■ **WHAT TO DO**: Reproduce the passage on Toyota's plans for its new Alabama plant word for word, including its headline.

■ **PASSAGE SHOWN**:
##############################
1st Gear: Toyota Will Make a New SUV at Its New Alabama Plant, Not the Corolla

The plant, a collaboration with Mazda in Huntsville, Alabama, was going to make Corollas, currently made (in the U.S. at least) in Blue Springs, Mississippi. But instead it will make SUVs in Huntsville. Which SUV? Apparently an all new one, per Toyota’s press release.

Toyota is shifting future production plans at the Mazda Toyota Manufacturing U.S.A. (MTMUS) joint venture assembly plant as an opportunity to build a new, yet-to-be announced SUV.

This shift is in response to changing market demands and a growing consumer appetite for light trucks and SUVs which are achieving record sales, including Toyota’s best-selling RAV4.

More details related to the future SUV will be released at a later date.
##############################
■ **SUPPLIED DATA**:
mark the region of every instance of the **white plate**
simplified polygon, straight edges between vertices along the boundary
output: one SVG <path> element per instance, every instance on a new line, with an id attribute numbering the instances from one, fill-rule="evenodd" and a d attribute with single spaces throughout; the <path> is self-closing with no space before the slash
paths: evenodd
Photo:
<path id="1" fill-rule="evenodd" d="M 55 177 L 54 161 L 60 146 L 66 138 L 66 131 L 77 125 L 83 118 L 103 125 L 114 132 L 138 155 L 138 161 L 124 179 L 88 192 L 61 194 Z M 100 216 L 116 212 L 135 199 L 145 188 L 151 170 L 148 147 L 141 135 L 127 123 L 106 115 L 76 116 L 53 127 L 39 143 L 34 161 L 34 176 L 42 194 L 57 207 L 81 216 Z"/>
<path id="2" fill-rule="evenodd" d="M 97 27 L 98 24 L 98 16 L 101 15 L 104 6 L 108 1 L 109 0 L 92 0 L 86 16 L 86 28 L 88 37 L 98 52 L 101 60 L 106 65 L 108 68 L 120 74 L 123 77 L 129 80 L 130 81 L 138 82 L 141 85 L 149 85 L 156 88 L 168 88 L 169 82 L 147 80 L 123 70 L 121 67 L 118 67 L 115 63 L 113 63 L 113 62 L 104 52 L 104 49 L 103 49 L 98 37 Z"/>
##############################
■ **CORRECT RESPONSE**:
1st Gear: Toyota Will Make a New SUV at Its New Alabama Plant, Not the Corolla

The plant, a collaboration with Mazda in Huntsville, Alabama, was going to make Corollas, currently made (in the U.S. at least) in Blue Springs, Mississippi. But instead it will make SUVs in Huntsville. Which SUV? Apparently an all new one, per Toyota’s press release.

Toyota is shifting future production plans at the Mazda Toyota Manufacturing U.S.A. (MTMUS) joint venture assembly plant as an opportunity to build a new, yet-to-be announced SUV.

This shift is in response to changing market demands and a growing consumer appetite for light trucks and SUVs which are achieving record sales, including Toyota’s best-selling RAV4.

More details related to the future SUV will be released at a later date.